Exercises:
**A)** Transcribe the passage on pre-foreclosure homes below from "Over and over" up to and including "time and attention.".
**B)** According to the passage on pre-foreclosure homes below, how many mortgage payments has a borrower in pre-foreclosure likely missed?

Extract provided:

---

It seems like every week I get excited calls from clients of mine—be they potential investors, actual investors, or homebuyers—about a house they found on Zillow that carries a ‘pre-foreclosure’ label. They may even do their homework and say something like, “I looked it up—it’s in pre-foreclosure and it’s going to go to auction for $200,000. It’s an $800,000 house!”
Over and over again, I have to have the same conversation with them. ‘Pre-foreclosure’ means that a borrower (most likely the home’s owner) has fallen behind on their mortgage payments. They’ve likely missed at least three payments, and the lender has now filed a notice of default at the county recorder’s office. If they owe, say, $100,000 or $200,000 and the home is worth $800,000, the likelihood of that property going to auction and anyone being able to purchase it for a fraction of its value is very slim. In other words, it’s not worth your time and attention.
“With so many things that can happen with pre-foreclosure homes, they’re really not worth pursuing.”

---

Records from a dataset:
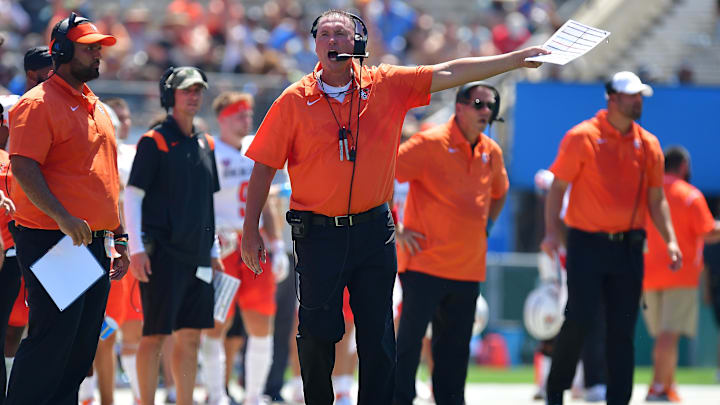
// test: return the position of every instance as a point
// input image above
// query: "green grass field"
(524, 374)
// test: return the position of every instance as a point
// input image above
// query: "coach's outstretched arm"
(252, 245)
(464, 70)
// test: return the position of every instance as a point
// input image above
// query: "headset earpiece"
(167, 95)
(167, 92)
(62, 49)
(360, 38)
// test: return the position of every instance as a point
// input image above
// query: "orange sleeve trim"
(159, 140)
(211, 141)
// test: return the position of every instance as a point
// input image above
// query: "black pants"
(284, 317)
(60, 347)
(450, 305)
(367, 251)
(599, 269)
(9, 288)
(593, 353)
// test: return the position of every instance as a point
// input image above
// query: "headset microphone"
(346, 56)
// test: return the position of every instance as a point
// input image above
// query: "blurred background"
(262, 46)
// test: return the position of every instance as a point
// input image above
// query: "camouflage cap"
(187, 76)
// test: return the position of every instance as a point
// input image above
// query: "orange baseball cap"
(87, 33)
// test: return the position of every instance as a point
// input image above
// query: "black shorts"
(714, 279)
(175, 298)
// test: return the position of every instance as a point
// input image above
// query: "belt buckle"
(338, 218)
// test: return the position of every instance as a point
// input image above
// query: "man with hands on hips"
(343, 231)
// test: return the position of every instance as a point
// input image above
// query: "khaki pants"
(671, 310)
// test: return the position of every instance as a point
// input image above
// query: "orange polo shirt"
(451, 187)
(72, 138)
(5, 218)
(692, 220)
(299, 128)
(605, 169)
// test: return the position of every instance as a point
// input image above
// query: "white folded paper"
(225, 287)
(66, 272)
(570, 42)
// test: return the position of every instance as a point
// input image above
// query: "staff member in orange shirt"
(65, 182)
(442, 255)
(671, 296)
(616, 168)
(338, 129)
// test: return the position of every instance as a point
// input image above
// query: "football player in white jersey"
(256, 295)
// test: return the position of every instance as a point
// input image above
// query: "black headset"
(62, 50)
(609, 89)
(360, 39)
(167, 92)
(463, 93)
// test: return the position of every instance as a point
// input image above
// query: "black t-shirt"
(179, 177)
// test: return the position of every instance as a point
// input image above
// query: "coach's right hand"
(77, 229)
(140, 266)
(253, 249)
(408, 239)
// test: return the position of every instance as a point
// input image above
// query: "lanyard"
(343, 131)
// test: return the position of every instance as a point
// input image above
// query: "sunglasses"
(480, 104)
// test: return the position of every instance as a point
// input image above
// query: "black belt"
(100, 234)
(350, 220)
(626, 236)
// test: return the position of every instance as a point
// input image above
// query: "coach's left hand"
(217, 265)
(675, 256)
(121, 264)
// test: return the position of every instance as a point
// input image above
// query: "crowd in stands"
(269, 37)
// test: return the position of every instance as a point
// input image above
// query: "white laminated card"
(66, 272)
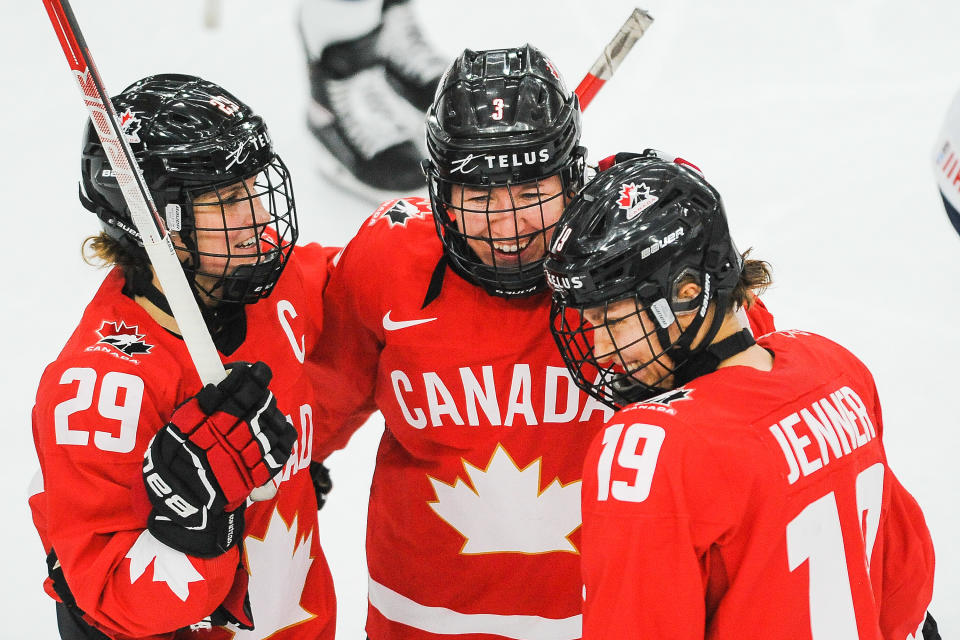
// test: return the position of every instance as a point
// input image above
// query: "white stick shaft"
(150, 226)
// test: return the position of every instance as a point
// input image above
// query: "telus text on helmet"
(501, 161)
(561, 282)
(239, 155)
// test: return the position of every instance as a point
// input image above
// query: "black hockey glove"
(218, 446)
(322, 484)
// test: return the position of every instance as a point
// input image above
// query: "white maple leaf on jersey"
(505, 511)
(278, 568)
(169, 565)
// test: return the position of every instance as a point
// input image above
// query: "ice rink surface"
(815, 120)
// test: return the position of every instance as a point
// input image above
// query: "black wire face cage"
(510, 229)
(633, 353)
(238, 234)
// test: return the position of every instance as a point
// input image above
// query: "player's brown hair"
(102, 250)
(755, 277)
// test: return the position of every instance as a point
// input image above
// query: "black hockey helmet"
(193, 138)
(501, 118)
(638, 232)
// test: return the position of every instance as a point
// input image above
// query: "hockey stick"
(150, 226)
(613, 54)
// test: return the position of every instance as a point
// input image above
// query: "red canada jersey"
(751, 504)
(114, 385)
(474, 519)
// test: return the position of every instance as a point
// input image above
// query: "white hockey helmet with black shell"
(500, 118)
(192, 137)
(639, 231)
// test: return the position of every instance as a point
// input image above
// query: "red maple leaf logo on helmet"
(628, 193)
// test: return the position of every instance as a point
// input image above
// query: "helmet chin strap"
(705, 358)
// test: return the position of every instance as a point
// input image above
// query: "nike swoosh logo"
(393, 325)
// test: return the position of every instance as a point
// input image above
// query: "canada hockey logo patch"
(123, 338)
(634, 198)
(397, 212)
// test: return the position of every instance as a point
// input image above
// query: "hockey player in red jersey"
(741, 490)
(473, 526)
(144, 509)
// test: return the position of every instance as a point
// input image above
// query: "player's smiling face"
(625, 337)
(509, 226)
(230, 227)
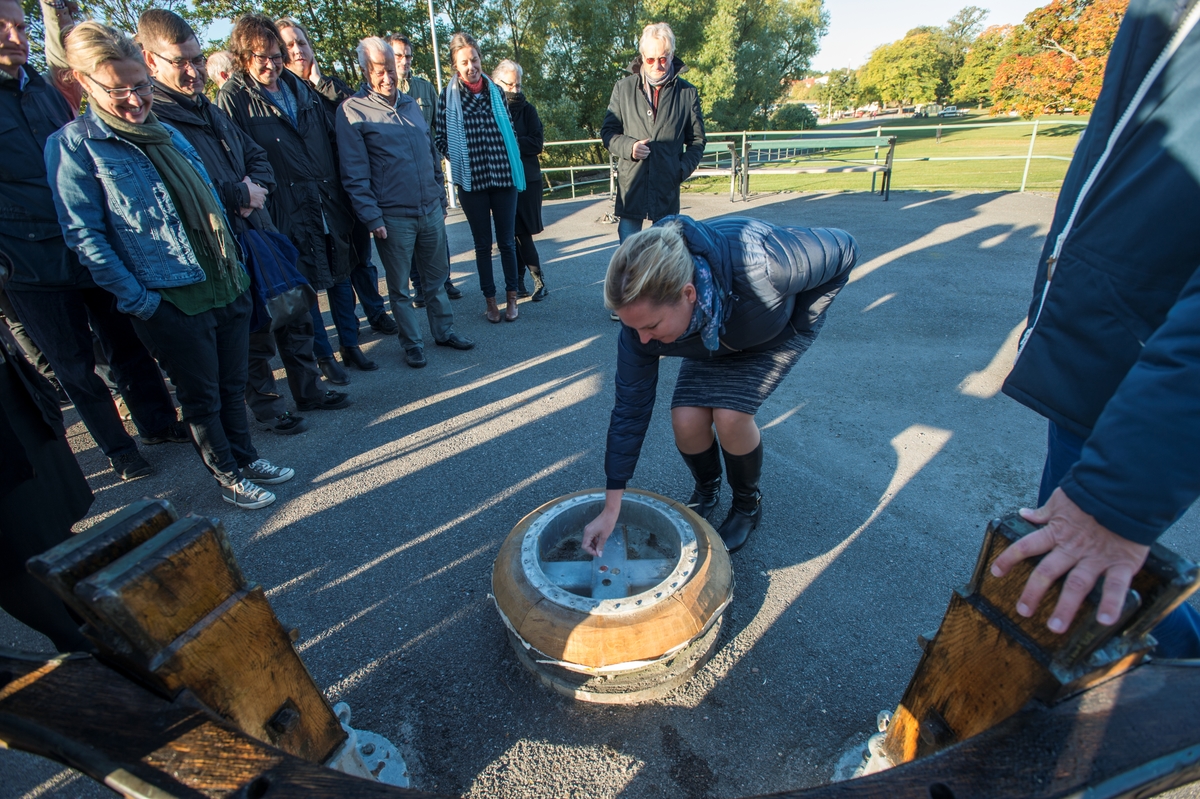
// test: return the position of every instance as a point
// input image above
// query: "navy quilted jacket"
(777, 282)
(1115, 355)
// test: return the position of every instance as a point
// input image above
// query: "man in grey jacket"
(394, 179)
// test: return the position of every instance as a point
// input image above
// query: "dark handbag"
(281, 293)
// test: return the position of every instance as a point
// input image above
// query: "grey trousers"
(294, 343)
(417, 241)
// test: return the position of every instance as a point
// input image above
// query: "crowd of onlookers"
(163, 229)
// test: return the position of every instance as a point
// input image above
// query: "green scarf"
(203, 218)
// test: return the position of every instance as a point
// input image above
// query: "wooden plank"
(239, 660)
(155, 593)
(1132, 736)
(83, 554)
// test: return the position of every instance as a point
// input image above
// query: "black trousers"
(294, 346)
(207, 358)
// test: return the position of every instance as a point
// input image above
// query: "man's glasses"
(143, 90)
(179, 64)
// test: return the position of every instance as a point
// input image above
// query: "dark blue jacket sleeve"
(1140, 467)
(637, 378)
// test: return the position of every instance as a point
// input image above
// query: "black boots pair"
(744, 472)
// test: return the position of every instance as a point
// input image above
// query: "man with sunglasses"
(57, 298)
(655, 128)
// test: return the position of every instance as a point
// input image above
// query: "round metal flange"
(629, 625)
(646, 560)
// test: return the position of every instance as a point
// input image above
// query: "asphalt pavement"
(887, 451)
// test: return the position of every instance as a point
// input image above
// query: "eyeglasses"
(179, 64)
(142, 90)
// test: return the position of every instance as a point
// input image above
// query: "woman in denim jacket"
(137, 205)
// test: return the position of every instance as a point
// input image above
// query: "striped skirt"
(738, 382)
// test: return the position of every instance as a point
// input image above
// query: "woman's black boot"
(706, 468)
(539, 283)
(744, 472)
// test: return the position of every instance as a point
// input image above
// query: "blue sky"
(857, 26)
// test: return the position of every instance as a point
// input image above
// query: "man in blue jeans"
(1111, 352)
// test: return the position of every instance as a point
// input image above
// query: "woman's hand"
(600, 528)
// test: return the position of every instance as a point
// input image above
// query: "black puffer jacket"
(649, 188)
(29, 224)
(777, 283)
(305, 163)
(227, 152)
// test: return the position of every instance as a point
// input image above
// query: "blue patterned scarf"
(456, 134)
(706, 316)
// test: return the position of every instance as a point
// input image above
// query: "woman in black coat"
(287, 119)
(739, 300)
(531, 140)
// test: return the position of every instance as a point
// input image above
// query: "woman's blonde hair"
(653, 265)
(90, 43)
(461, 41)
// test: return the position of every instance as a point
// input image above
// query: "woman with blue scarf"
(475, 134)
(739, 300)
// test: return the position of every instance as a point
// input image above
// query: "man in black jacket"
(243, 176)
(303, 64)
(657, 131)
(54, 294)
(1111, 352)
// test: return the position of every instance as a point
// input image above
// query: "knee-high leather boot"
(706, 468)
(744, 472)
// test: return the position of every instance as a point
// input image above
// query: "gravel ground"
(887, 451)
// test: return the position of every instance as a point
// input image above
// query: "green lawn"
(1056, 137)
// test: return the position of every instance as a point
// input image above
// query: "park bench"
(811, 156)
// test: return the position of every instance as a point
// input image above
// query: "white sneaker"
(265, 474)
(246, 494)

---

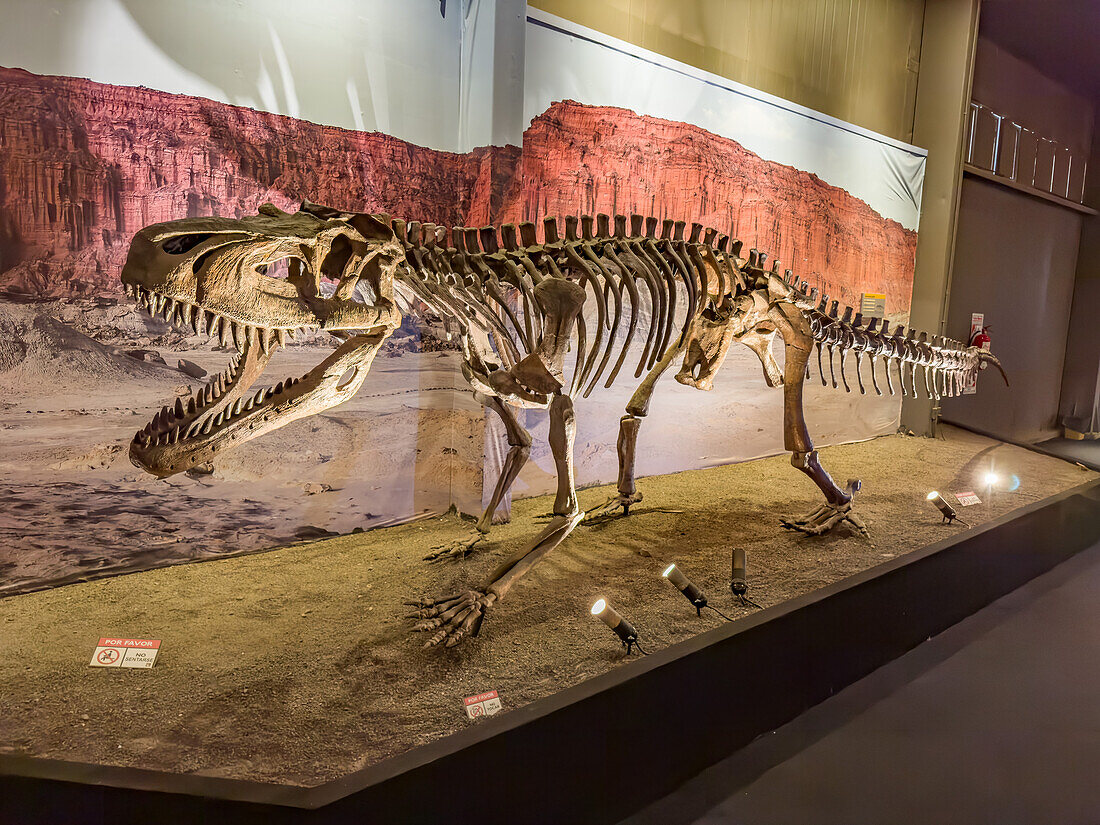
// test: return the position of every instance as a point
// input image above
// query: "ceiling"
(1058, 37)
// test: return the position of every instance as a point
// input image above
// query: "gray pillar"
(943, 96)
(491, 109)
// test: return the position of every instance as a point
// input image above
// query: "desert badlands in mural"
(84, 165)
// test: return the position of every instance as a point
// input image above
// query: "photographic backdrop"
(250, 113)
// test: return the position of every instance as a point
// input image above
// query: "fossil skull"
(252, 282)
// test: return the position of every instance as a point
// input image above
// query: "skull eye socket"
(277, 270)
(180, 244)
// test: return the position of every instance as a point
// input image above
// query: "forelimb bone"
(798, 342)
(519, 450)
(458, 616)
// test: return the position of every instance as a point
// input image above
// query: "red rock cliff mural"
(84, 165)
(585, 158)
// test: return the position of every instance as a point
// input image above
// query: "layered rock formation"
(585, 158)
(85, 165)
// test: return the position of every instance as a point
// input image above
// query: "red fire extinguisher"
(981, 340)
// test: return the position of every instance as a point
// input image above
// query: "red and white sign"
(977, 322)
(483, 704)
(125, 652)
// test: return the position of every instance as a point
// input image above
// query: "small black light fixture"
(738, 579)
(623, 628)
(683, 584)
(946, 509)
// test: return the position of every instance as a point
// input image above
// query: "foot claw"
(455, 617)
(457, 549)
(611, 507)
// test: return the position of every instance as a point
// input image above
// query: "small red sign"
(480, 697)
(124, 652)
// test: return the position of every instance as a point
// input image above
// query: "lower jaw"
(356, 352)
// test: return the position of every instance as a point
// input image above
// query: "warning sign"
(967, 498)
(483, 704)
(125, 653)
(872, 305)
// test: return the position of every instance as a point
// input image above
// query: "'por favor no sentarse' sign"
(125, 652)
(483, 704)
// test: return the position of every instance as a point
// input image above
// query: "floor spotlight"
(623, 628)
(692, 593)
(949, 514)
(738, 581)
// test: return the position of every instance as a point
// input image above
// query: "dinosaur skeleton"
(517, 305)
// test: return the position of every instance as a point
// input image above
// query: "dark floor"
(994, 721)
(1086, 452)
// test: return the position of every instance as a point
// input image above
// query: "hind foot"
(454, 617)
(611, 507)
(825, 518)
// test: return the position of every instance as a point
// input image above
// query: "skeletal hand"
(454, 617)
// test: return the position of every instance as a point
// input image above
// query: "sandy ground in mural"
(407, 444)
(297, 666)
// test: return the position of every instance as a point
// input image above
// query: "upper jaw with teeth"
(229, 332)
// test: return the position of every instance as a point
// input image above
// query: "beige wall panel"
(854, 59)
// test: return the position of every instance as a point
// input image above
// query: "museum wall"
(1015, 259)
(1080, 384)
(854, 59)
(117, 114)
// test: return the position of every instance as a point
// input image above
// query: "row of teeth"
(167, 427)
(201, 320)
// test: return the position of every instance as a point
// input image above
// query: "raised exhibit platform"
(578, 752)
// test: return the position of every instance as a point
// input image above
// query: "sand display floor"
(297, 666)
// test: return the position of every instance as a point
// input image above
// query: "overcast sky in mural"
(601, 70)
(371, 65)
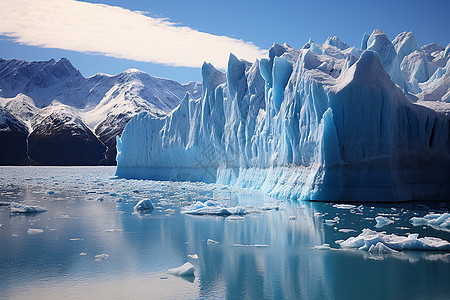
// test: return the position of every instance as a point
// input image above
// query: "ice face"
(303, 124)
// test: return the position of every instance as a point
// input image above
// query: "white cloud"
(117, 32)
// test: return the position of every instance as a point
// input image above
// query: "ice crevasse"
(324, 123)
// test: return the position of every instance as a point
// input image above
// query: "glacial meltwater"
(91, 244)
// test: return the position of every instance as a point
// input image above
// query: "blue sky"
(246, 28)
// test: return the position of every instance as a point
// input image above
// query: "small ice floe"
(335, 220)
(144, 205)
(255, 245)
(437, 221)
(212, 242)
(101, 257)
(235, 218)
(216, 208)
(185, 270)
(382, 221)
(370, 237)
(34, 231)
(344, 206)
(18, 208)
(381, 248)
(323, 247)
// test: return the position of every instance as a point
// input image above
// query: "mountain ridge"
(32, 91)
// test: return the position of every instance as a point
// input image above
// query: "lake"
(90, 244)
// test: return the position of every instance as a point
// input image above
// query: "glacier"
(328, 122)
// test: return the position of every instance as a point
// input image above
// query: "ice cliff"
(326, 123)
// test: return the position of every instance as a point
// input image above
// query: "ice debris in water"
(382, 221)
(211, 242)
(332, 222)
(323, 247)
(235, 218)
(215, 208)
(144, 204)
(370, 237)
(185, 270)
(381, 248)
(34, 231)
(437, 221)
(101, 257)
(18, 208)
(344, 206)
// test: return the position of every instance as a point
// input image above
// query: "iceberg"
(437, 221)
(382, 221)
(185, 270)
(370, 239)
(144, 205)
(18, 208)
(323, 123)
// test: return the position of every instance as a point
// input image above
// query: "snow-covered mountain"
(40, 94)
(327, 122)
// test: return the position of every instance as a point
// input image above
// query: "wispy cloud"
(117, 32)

---

Written answers:
**A)**
Over and over again, I have to have the same conversation with them. ‘Pre-foreclosure’ means that a borrower (most likely the home’s owner) has fallen behind on their mortgage payments. They’ve likely missed at least three payments, and the lender has now filed a notice of default at the county recorder’s office. If they owe, say, $100,000 or $200,000 and the home is worth $800,000, the likelihood of that property going to auction and anyone being able to purchase it for a fraction of its value is very slim. In other words, it’s not worth your time and attention.

**B)** At least three.